- _GIVEN REQUEST_
Could you print all the entries exactly?

Segmentation labeling entries
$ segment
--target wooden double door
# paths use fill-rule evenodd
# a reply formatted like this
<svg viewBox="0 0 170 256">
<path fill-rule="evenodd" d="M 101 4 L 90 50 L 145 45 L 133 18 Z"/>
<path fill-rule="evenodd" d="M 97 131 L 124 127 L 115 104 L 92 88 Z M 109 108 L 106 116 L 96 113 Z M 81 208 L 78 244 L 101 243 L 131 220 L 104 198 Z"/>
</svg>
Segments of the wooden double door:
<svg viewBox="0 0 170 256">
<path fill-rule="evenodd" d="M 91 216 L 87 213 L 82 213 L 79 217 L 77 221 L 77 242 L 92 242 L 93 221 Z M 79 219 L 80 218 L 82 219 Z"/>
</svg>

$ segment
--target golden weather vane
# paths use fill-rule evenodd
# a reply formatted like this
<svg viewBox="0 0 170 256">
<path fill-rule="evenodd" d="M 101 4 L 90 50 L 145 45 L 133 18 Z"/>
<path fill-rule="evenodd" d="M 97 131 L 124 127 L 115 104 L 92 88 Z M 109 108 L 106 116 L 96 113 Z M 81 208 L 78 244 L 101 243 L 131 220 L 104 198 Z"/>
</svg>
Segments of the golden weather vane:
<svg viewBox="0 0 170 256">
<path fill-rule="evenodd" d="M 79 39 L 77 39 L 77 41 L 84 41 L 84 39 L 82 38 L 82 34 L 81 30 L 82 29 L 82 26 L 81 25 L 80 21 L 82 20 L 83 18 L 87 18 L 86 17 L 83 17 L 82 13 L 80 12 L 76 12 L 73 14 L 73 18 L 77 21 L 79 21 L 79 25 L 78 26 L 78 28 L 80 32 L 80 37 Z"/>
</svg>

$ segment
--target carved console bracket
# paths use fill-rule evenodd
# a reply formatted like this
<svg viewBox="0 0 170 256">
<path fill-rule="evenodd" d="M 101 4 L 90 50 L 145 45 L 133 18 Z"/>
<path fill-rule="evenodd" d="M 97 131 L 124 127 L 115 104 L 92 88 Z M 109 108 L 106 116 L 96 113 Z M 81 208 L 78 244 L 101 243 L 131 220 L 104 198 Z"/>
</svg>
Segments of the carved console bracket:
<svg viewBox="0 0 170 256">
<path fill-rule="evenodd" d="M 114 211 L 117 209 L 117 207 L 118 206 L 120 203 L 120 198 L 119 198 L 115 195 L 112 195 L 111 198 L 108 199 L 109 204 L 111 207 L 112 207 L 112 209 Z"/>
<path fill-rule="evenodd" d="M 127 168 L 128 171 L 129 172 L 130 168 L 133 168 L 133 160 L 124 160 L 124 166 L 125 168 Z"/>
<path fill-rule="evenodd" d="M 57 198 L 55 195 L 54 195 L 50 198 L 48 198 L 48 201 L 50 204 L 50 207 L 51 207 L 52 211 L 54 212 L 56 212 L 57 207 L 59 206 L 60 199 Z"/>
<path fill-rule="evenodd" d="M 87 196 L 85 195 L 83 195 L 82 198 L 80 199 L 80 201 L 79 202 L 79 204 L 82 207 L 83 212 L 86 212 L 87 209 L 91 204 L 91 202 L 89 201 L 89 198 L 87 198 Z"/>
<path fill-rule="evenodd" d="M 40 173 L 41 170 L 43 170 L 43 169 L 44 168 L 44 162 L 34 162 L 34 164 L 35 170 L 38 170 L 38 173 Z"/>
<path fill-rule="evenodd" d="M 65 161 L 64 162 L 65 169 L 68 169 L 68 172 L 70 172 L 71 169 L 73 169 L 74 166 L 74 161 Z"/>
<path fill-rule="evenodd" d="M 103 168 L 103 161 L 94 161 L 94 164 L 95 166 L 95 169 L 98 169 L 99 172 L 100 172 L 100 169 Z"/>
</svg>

- _PROBLEM SOLUTION_
$ segment
--target wooden double door
# paths use fill-rule evenodd
# a reply formatted like this
<svg viewBox="0 0 170 256">
<path fill-rule="evenodd" d="M 101 4 L 90 50 L 145 45 L 133 18 Z"/>
<path fill-rule="evenodd" d="M 97 131 L 124 127 L 115 104 L 92 88 Z M 109 108 L 106 116 L 96 113 Z M 81 208 L 78 244 L 101 243 L 131 220 L 104 198 Z"/>
</svg>
Segments of the wooden double door:
<svg viewBox="0 0 170 256">
<path fill-rule="evenodd" d="M 91 216 L 87 213 L 82 213 L 79 217 L 77 221 L 77 242 L 92 242 L 93 221 Z M 79 219 L 80 218 L 82 219 Z"/>
</svg>

$ segment
--target golden weather vane
# paths use fill-rule evenodd
# a reply formatted like this
<svg viewBox="0 0 170 256">
<path fill-rule="evenodd" d="M 101 4 L 90 50 L 145 45 L 133 18 Z"/>
<path fill-rule="evenodd" d="M 97 131 L 124 127 L 115 104 L 92 88 Z M 109 108 L 106 116 L 96 113 Z M 81 208 L 78 244 L 101 243 L 131 220 L 104 198 Z"/>
</svg>
Segments of the golden weather vane:
<svg viewBox="0 0 170 256">
<path fill-rule="evenodd" d="M 79 39 L 77 39 L 77 41 L 84 41 L 84 39 L 82 38 L 82 34 L 81 30 L 82 29 L 82 26 L 81 25 L 80 21 L 82 20 L 83 18 L 87 18 L 86 17 L 83 17 L 82 13 L 80 12 L 76 12 L 73 14 L 73 18 L 77 21 L 79 21 L 79 25 L 78 26 L 78 28 L 80 32 L 80 37 Z"/>
</svg>

$ segment
--target carved console bracket
# paths use fill-rule evenodd
# a reply formatted like this
<svg viewBox="0 0 170 256">
<path fill-rule="evenodd" d="M 101 4 L 90 50 L 145 45 L 133 18 Z"/>
<path fill-rule="evenodd" d="M 97 131 L 124 127 L 115 104 L 92 88 Z M 109 108 L 106 116 L 96 113 Z M 81 208 L 78 244 L 101 243 L 131 220 L 104 198 Z"/>
</svg>
Segments of the carved console bracket:
<svg viewBox="0 0 170 256">
<path fill-rule="evenodd" d="M 114 211 L 117 209 L 117 207 L 118 206 L 120 203 L 120 198 L 119 198 L 115 195 L 112 195 L 111 198 L 108 199 L 109 204 L 111 207 L 112 207 L 112 209 Z"/>
<path fill-rule="evenodd" d="M 127 168 L 128 171 L 129 172 L 130 168 L 133 168 L 133 160 L 124 160 L 124 166 L 125 168 Z"/>
<path fill-rule="evenodd" d="M 57 198 L 55 195 L 54 195 L 50 198 L 48 198 L 48 201 L 50 204 L 50 207 L 51 207 L 52 211 L 54 212 L 56 212 L 57 207 L 59 206 L 60 199 Z"/>
<path fill-rule="evenodd" d="M 87 196 L 85 195 L 83 195 L 82 198 L 80 199 L 80 201 L 79 202 L 79 204 L 82 207 L 83 212 L 86 212 L 87 209 L 91 204 L 91 202 L 89 201 L 89 198 L 87 198 Z"/>
<path fill-rule="evenodd" d="M 40 173 L 41 170 L 43 170 L 43 169 L 44 168 L 44 162 L 34 162 L 34 164 L 35 170 L 38 170 L 38 173 Z"/>
<path fill-rule="evenodd" d="M 65 161 L 64 162 L 65 169 L 68 169 L 68 172 L 70 172 L 71 169 L 73 169 L 74 166 L 74 161 Z"/>
<path fill-rule="evenodd" d="M 103 168 L 103 161 L 94 161 L 94 164 L 95 166 L 95 169 L 98 169 L 99 172 L 100 172 L 100 169 Z"/>
</svg>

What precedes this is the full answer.